Each line from the one containing "Target: riverbank" through the last line of the records below is to be set down exactly; the rest stays out.

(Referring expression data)
··········
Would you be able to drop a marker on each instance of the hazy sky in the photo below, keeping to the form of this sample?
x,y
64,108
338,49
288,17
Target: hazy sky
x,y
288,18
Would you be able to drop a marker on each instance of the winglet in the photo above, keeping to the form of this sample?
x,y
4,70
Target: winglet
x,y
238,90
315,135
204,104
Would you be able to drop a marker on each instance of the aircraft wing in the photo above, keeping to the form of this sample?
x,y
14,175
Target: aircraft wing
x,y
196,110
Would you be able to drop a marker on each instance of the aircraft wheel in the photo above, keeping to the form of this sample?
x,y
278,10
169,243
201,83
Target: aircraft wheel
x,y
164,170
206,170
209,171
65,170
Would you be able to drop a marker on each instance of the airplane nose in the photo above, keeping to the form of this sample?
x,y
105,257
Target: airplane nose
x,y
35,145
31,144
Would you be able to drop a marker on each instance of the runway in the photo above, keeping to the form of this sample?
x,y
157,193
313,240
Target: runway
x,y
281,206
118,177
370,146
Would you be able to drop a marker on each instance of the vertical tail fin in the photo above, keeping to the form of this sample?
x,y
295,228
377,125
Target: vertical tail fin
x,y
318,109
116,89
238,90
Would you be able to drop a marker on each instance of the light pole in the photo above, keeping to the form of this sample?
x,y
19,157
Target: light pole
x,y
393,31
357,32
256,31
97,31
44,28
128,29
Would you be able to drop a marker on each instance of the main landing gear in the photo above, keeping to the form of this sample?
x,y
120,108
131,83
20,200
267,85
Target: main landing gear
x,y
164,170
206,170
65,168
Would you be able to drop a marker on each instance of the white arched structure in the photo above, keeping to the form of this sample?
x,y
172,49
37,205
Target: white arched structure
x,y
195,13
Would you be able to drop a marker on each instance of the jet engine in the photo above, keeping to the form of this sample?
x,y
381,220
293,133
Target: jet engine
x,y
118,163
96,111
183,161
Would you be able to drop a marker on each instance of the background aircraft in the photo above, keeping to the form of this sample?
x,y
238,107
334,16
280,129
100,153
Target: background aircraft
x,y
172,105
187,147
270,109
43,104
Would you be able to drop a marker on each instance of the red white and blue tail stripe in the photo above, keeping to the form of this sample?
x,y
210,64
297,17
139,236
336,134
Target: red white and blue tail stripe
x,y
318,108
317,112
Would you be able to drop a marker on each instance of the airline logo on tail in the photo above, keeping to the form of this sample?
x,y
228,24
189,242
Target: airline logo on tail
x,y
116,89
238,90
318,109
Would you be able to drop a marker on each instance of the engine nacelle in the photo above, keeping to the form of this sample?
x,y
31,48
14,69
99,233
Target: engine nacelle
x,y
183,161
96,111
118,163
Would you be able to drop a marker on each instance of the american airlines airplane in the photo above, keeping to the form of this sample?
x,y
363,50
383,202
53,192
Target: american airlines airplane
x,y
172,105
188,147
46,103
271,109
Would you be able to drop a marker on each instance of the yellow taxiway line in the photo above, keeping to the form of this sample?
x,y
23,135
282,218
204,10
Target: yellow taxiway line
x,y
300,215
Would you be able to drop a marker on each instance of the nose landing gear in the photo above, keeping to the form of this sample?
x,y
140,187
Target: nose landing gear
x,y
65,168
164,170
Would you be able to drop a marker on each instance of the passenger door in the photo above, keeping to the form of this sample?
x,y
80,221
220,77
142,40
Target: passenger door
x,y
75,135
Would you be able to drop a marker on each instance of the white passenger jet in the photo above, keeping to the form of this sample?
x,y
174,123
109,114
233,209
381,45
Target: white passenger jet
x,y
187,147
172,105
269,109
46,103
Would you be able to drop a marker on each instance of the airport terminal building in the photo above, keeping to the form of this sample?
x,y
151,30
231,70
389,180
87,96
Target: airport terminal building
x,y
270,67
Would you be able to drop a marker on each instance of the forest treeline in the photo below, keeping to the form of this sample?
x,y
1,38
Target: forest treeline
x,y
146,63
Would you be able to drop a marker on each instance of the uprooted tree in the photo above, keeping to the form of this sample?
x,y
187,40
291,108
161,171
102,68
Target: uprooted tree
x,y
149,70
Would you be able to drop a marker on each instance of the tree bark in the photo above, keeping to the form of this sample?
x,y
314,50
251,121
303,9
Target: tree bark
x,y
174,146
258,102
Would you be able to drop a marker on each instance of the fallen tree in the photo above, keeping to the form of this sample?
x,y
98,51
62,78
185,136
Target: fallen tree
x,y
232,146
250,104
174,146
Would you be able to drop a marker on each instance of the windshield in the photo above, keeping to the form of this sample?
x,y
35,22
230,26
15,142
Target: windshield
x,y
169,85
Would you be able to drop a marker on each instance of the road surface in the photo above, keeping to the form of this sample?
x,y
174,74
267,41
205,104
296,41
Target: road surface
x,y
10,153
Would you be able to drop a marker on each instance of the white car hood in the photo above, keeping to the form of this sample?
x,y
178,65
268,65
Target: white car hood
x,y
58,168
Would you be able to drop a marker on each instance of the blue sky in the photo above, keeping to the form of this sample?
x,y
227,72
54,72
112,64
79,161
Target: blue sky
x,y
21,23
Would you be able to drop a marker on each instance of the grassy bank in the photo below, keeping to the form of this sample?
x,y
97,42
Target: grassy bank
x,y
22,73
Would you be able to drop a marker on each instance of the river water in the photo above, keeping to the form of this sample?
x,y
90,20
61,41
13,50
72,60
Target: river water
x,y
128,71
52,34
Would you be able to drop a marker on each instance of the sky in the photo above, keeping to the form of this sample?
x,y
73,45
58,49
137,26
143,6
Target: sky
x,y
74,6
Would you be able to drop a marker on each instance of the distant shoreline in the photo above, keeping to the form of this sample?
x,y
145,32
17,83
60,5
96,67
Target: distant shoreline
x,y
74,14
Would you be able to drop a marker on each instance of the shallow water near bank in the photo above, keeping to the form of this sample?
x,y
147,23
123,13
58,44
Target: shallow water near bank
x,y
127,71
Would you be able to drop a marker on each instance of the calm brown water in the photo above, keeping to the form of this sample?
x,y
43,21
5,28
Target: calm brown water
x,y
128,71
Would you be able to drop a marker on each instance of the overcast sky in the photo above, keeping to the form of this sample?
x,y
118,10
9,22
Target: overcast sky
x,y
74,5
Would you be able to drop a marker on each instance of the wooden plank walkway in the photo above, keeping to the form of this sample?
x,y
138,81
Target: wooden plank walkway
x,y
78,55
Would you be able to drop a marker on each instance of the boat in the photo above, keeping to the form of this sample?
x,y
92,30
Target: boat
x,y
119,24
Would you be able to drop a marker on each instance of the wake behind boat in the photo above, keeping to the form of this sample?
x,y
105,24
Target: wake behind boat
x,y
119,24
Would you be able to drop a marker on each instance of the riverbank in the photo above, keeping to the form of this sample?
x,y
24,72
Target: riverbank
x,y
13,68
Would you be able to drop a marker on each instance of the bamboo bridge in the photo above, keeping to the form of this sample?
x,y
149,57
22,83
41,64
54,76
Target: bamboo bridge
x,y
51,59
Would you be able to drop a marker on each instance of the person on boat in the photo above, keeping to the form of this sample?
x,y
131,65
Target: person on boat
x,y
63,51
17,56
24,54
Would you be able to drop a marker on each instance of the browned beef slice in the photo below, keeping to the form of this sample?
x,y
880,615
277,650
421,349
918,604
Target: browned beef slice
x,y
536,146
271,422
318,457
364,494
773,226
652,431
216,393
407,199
··········
ANSWER TO THE EXERCISE:
Target: riverbank
x,y
13,68
Would you be able to drop a marker on each instance of the bamboo bridge in the photo above, keeping to the form of this sample?
x,y
149,57
22,83
41,64
54,76
Target: bamboo bridge
x,y
51,59
Would you be able to drop a marker on each instance of the person on boat in the photo above, keeping to the form of this sample?
x,y
131,65
Target: person on boat
x,y
63,51
17,56
24,54
Would you be able to drop a marker on each instance of the browned beef slice in the photo below, keeping to the form of this sample?
x,y
880,615
277,650
421,349
918,604
Target: browned beef slice
x,y
536,146
271,422
318,457
364,494
773,226
652,431
216,393
407,199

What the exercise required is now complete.